▶ **Text block**:
--------

Author Positionality. We acknowledge that this research is shaped by the unique perspectives, experiences, and biases of the authors. Three of the authors were heavily involved in data analysis and writing the manuscript. Two of these authors have over eight years of research experience with people with autism and their families. One of them and the other author have personal connections to the autism community as they have a sibling or a family member on the spectrum. Our collective research experience with the neurodivergent population is limited, as we have primarily worked with participants who are proficient in verbal communication and adept at using technology. Consequently, our interpretations of the data and presentation of results and discussion may have included nuanced insights that may be influenced by personal biases and experiences.

--------

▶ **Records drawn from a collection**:
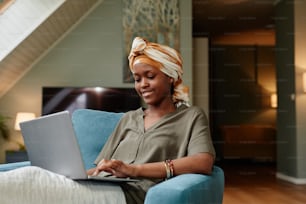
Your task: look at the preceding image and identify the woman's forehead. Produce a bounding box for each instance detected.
[133,63,161,74]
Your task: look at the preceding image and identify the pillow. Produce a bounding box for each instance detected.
[72,109,123,169]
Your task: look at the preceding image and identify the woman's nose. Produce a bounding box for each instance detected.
[141,79,149,87]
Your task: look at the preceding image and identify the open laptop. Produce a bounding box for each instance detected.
[20,111,138,182]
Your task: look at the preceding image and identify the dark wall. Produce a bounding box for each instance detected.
[209,45,276,159]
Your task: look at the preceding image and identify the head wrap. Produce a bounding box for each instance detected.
[128,37,189,105]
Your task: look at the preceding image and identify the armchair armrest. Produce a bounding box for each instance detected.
[0,161,31,172]
[145,166,224,204]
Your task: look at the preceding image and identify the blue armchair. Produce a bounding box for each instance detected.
[0,109,224,204]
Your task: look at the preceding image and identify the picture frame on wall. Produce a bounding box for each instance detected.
[122,0,180,83]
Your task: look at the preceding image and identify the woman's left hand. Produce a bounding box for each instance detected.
[92,159,133,178]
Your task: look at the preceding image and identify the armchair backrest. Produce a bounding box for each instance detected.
[72,109,123,169]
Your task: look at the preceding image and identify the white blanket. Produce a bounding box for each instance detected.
[0,166,126,204]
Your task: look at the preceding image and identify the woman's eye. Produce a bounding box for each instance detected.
[147,75,154,79]
[134,78,140,82]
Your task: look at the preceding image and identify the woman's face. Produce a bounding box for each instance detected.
[133,63,173,105]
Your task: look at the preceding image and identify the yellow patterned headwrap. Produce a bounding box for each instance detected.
[128,37,189,105]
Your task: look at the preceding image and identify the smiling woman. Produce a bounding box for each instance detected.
[0,0,15,15]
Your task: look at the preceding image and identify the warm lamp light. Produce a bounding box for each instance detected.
[15,112,35,130]
[303,72,306,92]
[270,94,277,108]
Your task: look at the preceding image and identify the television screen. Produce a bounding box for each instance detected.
[42,87,141,115]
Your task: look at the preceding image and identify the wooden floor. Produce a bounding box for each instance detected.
[218,161,306,204]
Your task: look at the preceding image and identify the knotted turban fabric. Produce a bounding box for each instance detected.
[128,37,189,105]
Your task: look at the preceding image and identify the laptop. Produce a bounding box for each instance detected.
[20,111,138,182]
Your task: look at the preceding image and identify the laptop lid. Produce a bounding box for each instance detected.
[20,111,87,179]
[20,111,138,182]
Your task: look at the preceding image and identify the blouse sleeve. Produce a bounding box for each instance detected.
[188,107,216,157]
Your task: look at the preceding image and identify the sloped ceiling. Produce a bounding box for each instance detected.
[0,0,102,98]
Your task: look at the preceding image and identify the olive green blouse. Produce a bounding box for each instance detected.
[95,105,215,203]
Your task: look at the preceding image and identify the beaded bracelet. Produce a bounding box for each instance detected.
[164,159,174,179]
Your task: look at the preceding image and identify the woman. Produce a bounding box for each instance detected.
[88,37,215,203]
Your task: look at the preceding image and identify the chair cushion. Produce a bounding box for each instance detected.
[145,166,224,204]
[72,109,123,169]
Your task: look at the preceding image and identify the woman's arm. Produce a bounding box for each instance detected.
[88,153,214,178]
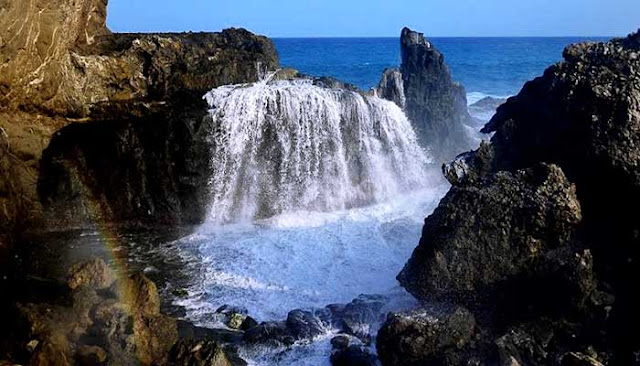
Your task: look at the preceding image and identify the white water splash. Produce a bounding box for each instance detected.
[205,79,430,223]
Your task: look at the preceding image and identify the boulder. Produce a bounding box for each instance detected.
[331,346,380,366]
[67,258,115,290]
[398,164,592,308]
[169,340,247,366]
[76,346,107,366]
[286,310,327,339]
[376,307,476,366]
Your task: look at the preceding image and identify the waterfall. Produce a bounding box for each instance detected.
[205,79,430,223]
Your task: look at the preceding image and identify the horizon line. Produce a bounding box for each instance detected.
[268,33,626,39]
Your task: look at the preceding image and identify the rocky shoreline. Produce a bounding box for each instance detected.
[377,29,640,365]
[0,0,640,366]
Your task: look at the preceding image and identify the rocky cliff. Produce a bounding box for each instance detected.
[377,28,471,162]
[0,0,278,246]
[378,33,640,365]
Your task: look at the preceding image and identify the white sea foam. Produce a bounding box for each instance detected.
[467,92,511,106]
[169,76,448,366]
[205,80,430,223]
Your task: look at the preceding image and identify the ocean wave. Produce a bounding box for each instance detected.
[467,92,511,106]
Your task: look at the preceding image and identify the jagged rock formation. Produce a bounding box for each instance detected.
[378,33,640,365]
[0,0,278,242]
[377,28,471,162]
[398,165,592,307]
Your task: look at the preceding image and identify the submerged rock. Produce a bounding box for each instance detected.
[376,28,472,162]
[377,308,476,366]
[169,340,247,366]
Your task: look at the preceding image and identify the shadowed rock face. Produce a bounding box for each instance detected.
[379,33,640,365]
[378,28,471,162]
[0,0,278,234]
[0,0,277,117]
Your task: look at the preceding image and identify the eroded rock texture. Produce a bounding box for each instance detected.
[378,33,640,365]
[0,0,278,243]
[377,28,471,162]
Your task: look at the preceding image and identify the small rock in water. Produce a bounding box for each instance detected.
[67,258,115,290]
[331,334,351,349]
[27,339,39,353]
[331,346,380,366]
[342,295,389,340]
[76,346,107,366]
[240,316,258,332]
[225,313,247,329]
[244,322,295,346]
[216,305,249,315]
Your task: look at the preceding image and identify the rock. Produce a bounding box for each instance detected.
[67,258,115,289]
[331,334,351,350]
[496,327,553,365]
[339,295,389,340]
[331,346,380,366]
[27,339,40,353]
[240,316,258,332]
[0,0,278,236]
[442,142,495,185]
[398,165,588,307]
[120,273,160,315]
[169,341,247,366]
[469,97,507,110]
[377,28,472,162]
[244,322,295,346]
[484,32,640,364]
[76,346,107,366]
[216,305,255,330]
[225,313,247,329]
[376,69,407,109]
[216,305,249,315]
[378,32,640,365]
[376,308,476,366]
[286,310,327,339]
[562,352,604,366]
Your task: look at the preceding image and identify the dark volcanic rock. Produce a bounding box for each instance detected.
[286,310,326,339]
[377,308,476,366]
[331,346,380,366]
[388,33,640,365]
[377,28,471,162]
[398,165,590,306]
[38,96,213,226]
[485,32,640,363]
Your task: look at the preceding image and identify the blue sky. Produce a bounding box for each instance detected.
[107,0,640,37]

--------

▶ **Actions to take**:
1 > Summarize the author positionality statement in two sentences.
2 > According to the author positionality statement, what three things about the authors shape this research? List them.
3 > Carry on the author positionality statement from its last sentence.
These items come from a separate source and are unrelated to the author positionality statement.

▶ **Results of the exercise**:
1 > The authors acknowledge that their perspectives, experiences, and biases shape the research: two have over eight years of autism research experience, and two have a sibling or family member on the spectrum. Because their work has mainly involved participants proficient in verbal communication and technology, their interpretations and their presentation of results and discussion may be influenced by personal biases and experiences.

2 >
- Perspectives
- Experiences
- Biases

3 >
3 Methods
3.1 Participants
For both ND and NT participants, our inclusion criteria were (a) young adults between the ages of 18 to 35, (b) those who have completed or are planning a major life transition such as searching for new employment or housing within the last or upcoming 6 months, and (c) searching online for resources related to the transition. While the categorizations and severity of cognitive disabilities can vary greatly,
our study involved people with autism and/or intellectual disability who are proficient in using technology, competent in verbal communication, and actively pursuing independent lifestyles. We included these two subsets of the neurodivergent population as underemployment is a serious issue for both groups [
64,
73], and they have been studied together in previous studies on postsecondary education [
45] and on inclusive workplaces [
62].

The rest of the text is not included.